__EXERCISE__.
Convert the stretch from the start of the lines through the line that contains "(1070, 572)" into a Markdown table with the columns Row and Line, giving each line a row number. Leave out blank lines and pictures.

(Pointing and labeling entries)
>> Start

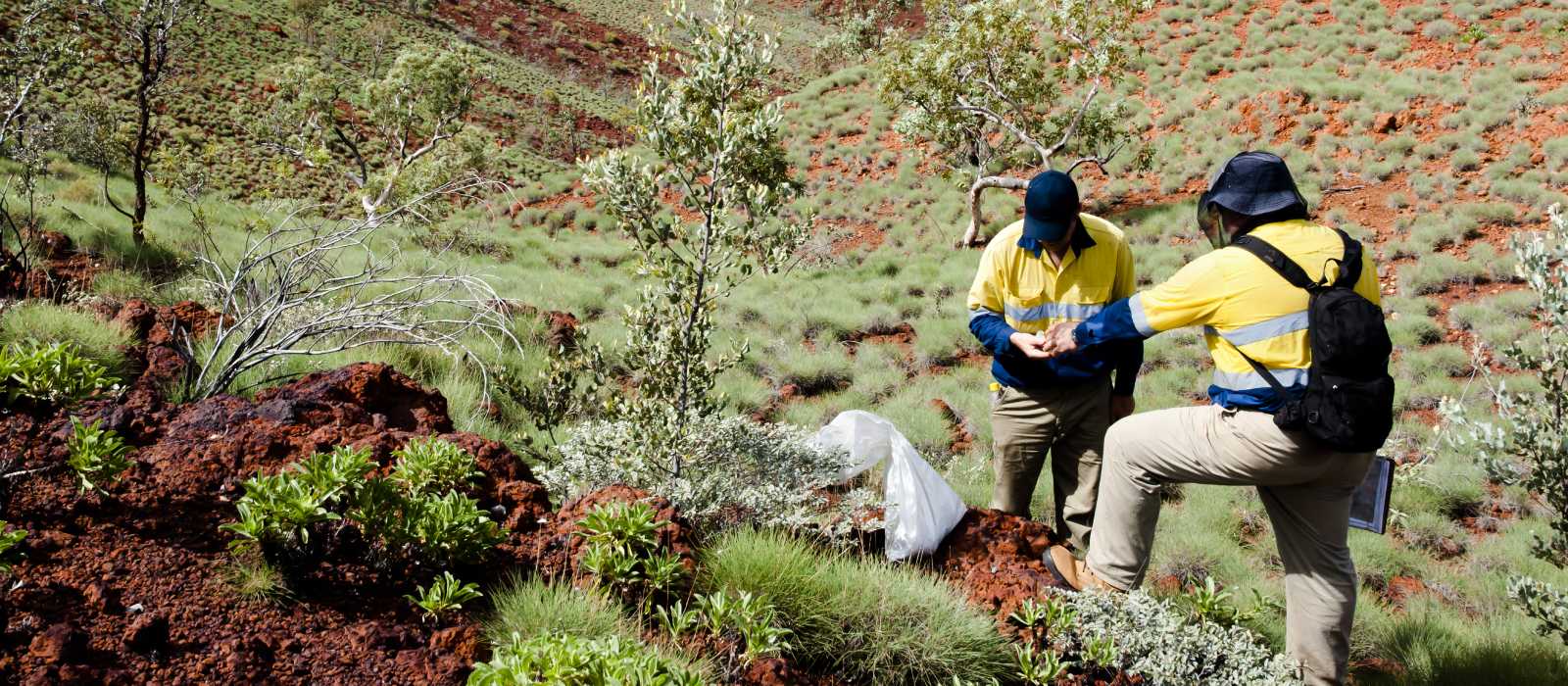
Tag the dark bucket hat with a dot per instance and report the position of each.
(1250, 183)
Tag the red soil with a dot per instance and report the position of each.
(129, 588)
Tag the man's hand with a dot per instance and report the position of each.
(1058, 340)
(1121, 406)
(1031, 345)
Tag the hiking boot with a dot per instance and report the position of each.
(1070, 572)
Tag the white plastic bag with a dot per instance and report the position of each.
(921, 508)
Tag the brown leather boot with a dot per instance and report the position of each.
(1071, 572)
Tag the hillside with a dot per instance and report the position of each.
(1431, 130)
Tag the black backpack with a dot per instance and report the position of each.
(1348, 401)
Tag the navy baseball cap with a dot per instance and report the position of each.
(1050, 207)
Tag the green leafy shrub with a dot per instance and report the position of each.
(768, 473)
(54, 373)
(431, 466)
(279, 513)
(623, 553)
(579, 662)
(861, 619)
(444, 596)
(98, 455)
(10, 547)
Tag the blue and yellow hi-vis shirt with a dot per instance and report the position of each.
(1241, 303)
(1016, 290)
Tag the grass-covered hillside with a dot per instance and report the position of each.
(1431, 130)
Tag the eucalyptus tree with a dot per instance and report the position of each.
(708, 117)
(154, 39)
(1529, 444)
(1008, 85)
(396, 133)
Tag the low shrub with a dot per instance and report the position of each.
(55, 373)
(98, 456)
(866, 620)
(1156, 641)
(768, 475)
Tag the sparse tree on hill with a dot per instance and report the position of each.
(310, 15)
(30, 58)
(394, 133)
(1011, 85)
(713, 125)
(151, 38)
(1531, 442)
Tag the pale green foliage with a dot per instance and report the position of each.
(446, 594)
(396, 132)
(1531, 436)
(1147, 636)
(10, 552)
(54, 373)
(98, 456)
(577, 662)
(715, 133)
(737, 470)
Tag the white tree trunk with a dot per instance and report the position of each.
(972, 233)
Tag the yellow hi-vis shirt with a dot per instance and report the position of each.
(1016, 290)
(1243, 303)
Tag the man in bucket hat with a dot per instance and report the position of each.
(1247, 311)
(1055, 265)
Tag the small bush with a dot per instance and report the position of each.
(98, 456)
(861, 619)
(444, 596)
(765, 473)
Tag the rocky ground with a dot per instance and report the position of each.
(130, 586)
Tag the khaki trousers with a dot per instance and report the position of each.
(1068, 423)
(1305, 487)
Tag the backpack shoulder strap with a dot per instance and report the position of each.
(1288, 269)
(1350, 269)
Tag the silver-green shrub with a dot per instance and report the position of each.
(736, 470)
(1531, 437)
(1156, 641)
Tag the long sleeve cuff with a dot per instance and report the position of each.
(993, 332)
(1128, 364)
(1117, 321)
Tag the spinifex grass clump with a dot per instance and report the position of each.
(579, 662)
(864, 620)
(55, 373)
(404, 517)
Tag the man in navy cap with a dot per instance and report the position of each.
(1055, 265)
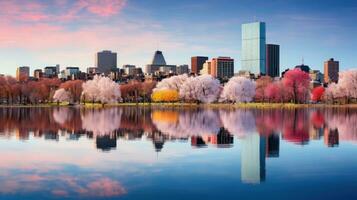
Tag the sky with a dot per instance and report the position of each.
(39, 33)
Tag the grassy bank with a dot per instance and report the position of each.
(193, 105)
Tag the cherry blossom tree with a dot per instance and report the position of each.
(172, 83)
(239, 89)
(261, 85)
(202, 88)
(101, 89)
(317, 93)
(61, 95)
(348, 84)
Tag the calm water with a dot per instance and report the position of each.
(129, 153)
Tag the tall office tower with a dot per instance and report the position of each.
(253, 48)
(38, 73)
(22, 73)
(197, 63)
(105, 61)
(331, 69)
(272, 60)
(222, 67)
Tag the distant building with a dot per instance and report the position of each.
(303, 67)
(272, 60)
(317, 78)
(254, 48)
(38, 73)
(182, 69)
(51, 71)
(206, 68)
(92, 70)
(222, 67)
(158, 65)
(331, 70)
(105, 61)
(129, 69)
(22, 73)
(197, 64)
(70, 73)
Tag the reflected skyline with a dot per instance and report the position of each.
(131, 138)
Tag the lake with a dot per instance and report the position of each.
(143, 153)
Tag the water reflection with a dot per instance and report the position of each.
(201, 127)
(258, 133)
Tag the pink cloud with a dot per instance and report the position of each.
(103, 7)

>> End

__SOLUTION__.
| Row | Line |
|---|---|
| 1 | Tag the dark bucket hat with a dot per instance and report the position of each. |
| 2 | (1250, 183) |
| 3 | Tag the red soil with a dot per instance and report the position of each. |
| 4 | (129, 588) |
| 5 | Tag the man's hand with a dot per instance and report the position of each. |
| 6 | (1058, 340) |
| 7 | (1121, 406) |
| 8 | (1031, 345) |
| 9 | Tag the hiking boot with a dot per instance and report the position of each. |
| 10 | (1070, 572) |